• Task to carry out: Reproduce all of the listing below without alteration.

*** Begin section ***

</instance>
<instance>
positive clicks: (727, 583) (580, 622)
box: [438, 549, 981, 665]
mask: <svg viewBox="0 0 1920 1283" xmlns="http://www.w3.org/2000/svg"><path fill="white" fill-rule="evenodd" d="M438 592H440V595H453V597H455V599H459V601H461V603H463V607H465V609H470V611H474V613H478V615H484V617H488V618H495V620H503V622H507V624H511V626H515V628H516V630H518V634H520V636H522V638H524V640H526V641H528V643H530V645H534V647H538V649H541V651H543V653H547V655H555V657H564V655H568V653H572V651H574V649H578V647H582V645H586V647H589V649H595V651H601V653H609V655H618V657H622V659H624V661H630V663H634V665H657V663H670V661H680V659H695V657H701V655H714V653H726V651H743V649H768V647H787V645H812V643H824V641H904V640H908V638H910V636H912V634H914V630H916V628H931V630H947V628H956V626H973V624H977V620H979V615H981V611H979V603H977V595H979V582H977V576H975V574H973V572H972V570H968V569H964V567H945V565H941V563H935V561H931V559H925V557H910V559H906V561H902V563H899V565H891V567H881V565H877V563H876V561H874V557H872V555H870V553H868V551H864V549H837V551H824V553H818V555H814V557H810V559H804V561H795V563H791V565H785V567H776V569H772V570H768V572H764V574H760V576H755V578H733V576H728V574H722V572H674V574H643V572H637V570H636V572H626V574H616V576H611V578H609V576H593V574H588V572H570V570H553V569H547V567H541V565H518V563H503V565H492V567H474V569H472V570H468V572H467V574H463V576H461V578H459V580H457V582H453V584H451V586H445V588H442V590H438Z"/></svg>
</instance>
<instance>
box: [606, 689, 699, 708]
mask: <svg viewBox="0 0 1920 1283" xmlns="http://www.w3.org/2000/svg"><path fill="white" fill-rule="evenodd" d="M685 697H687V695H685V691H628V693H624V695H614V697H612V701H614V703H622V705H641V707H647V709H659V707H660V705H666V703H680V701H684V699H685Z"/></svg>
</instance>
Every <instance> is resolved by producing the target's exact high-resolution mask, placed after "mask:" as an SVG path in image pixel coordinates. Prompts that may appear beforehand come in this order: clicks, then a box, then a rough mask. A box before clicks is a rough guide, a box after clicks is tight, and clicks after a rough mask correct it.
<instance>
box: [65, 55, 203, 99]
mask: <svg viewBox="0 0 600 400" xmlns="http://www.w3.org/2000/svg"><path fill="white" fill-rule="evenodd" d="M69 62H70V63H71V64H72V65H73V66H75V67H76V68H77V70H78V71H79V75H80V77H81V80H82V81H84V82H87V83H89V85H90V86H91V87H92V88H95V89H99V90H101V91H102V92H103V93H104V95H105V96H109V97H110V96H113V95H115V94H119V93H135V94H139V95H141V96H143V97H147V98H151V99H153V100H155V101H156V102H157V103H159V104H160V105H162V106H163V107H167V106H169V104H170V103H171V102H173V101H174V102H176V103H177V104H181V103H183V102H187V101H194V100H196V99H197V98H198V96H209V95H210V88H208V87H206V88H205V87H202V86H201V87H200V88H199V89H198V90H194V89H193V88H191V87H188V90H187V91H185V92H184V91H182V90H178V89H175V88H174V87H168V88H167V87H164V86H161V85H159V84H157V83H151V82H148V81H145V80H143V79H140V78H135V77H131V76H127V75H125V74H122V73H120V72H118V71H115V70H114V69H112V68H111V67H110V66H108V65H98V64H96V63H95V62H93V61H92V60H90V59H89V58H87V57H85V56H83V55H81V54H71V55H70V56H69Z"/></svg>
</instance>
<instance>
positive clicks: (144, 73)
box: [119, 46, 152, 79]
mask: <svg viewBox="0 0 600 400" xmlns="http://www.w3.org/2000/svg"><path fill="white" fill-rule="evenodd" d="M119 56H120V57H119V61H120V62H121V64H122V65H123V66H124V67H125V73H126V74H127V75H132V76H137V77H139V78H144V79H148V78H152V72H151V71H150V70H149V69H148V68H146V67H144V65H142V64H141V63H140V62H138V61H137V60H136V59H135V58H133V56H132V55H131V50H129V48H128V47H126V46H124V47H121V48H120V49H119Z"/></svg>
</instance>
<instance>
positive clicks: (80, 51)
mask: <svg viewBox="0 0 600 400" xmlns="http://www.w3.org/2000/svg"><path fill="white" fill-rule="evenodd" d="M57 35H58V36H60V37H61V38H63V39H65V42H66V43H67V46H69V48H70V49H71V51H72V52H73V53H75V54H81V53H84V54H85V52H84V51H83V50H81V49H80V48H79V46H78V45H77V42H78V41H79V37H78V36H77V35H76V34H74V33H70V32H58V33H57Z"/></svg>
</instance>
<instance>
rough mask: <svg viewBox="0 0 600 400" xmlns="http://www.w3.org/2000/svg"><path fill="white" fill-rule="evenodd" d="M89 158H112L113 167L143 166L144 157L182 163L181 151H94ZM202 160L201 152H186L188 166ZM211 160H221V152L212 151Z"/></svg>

*** End section ***

• Reply:
</instance>
<instance>
positive clicks: (727, 583) (580, 622)
box: [438, 549, 981, 665]
mask: <svg viewBox="0 0 1920 1283" xmlns="http://www.w3.org/2000/svg"><path fill="white" fill-rule="evenodd" d="M438 592H440V595H453V597H455V599H459V601H461V603H463V607H465V609H470V611H474V613H478V615H484V617H488V618H495V620H503V622H507V624H511V626H515V628H516V630H518V634H520V636H522V638H524V640H526V641H528V643H530V645H534V647H538V649H541V651H543V653H547V655H555V657H564V655H568V653H572V651H574V649H578V647H582V645H586V647H589V649H595V651H601V653H609V655H618V657H622V659H624V661H630V663H634V665H657V663H670V661H680V659H695V657H701V655H714V653H726V651H743V649H768V647H787V645H812V643H824V641H904V640H908V638H910V636H912V634H914V630H916V628H931V630H947V628H956V626H973V624H977V620H979V615H981V611H979V603H977V595H979V582H977V576H975V574H973V572H972V570H968V569H964V567H945V565H941V563H935V561H931V559H925V557H910V559H906V561H902V563H899V565H891V567H881V565H877V563H876V561H874V557H872V555H870V553H868V551H864V549H837V551H824V553H818V555H814V557H810V559H804V561H795V563H791V565H785V567H776V569H772V570H768V572H764V574H760V576H755V578H733V576H728V574H722V572H674V574H643V572H637V570H636V572H626V574H616V576H611V578H609V576H593V574H588V572H570V570H553V569H547V567H541V565H518V563H503V565H492V567H474V569H472V570H468V572H467V574H463V576H461V578H459V580H457V582H453V584H451V586H445V588H442V590H438Z"/></svg>
</instance>
<instance>
box: [606, 689, 699, 708]
mask: <svg viewBox="0 0 1920 1283" xmlns="http://www.w3.org/2000/svg"><path fill="white" fill-rule="evenodd" d="M685 697H687V695H685V691H628V693H624V695H614V697H612V701H614V703H622V705H641V707H647V709H659V707H660V705H666V703H680V701H684V699H685Z"/></svg>
</instance>
Every <instance> is resolved by producing the target's exact high-resolution mask, placed after "mask:" as an SVG path in image pixel coordinates. Prompts that may appear beforehand come in this order: clicks, then a box, then a rough mask. A box before clicks is a rough guide, a box after clicks is tight, and clicks after a rough mask correct it.
<instance>
box: [65, 55, 203, 99]
mask: <svg viewBox="0 0 600 400" xmlns="http://www.w3.org/2000/svg"><path fill="white" fill-rule="evenodd" d="M69 62H70V63H71V64H72V65H73V66H75V67H76V68H77V70H78V71H79V75H80V77H81V80H82V81H84V82H87V83H89V85H90V86H91V87H92V88H95V89H99V90H101V91H102V92H103V93H104V95H105V96H109V97H110V96H113V95H115V94H119V93H135V94H139V95H141V96H143V97H147V98H151V99H153V100H155V101H156V102H157V103H159V104H160V105H162V106H163V107H167V106H169V104H170V103H171V102H173V101H174V102H176V103H177V104H181V103H183V102H187V101H194V100H196V99H197V98H198V96H209V95H210V88H208V87H206V88H205V87H202V86H201V87H200V88H199V89H198V90H194V89H193V88H191V87H188V90H187V91H185V92H184V91H182V90H178V89H175V88H174V87H168V88H167V87H164V86H161V85H159V84H157V83H151V82H148V81H145V80H143V79H140V78H135V77H131V76H127V75H125V74H122V73H120V72H118V71H115V70H114V69H112V68H111V67H110V66H108V65H98V64H96V63H95V62H93V61H92V60H90V59H89V58H87V57H85V56H83V55H81V54H71V55H70V56H69Z"/></svg>
</instance>
<instance>
positive clicks: (144, 73)
box: [119, 46, 152, 79]
mask: <svg viewBox="0 0 600 400" xmlns="http://www.w3.org/2000/svg"><path fill="white" fill-rule="evenodd" d="M119 56H120V57H119V61H120V62H121V64H122V65H123V66H124V67H125V73H126V74H127V75H132V76H137V77H139V78H144V79H148V78H152V72H151V71H150V70H149V69H148V68H146V67H144V65H142V64H141V63H140V62H138V61H137V60H136V59H135V58H133V56H132V55H131V50H129V48H128V47H126V46H124V47H121V48H120V49H119Z"/></svg>
</instance>
<instance>
positive clicks: (80, 51)
mask: <svg viewBox="0 0 600 400" xmlns="http://www.w3.org/2000/svg"><path fill="white" fill-rule="evenodd" d="M57 35H58V36H60V37H61V38H63V39H65V42H66V43H67V46H69V48H70V49H71V51H72V52H73V53H75V54H81V53H84V54H85V52H84V51H83V50H81V49H80V48H79V46H78V45H77V42H78V41H79V37H78V36H77V35H76V34H74V33H70V32H58V33H57Z"/></svg>
</instance>
<instance>
rough mask: <svg viewBox="0 0 600 400" xmlns="http://www.w3.org/2000/svg"><path fill="white" fill-rule="evenodd" d="M89 158H112L113 167L143 166L144 157L182 163L181 151H94ZM202 160L201 152H186L188 166ZM211 160H221V152L212 151Z"/></svg>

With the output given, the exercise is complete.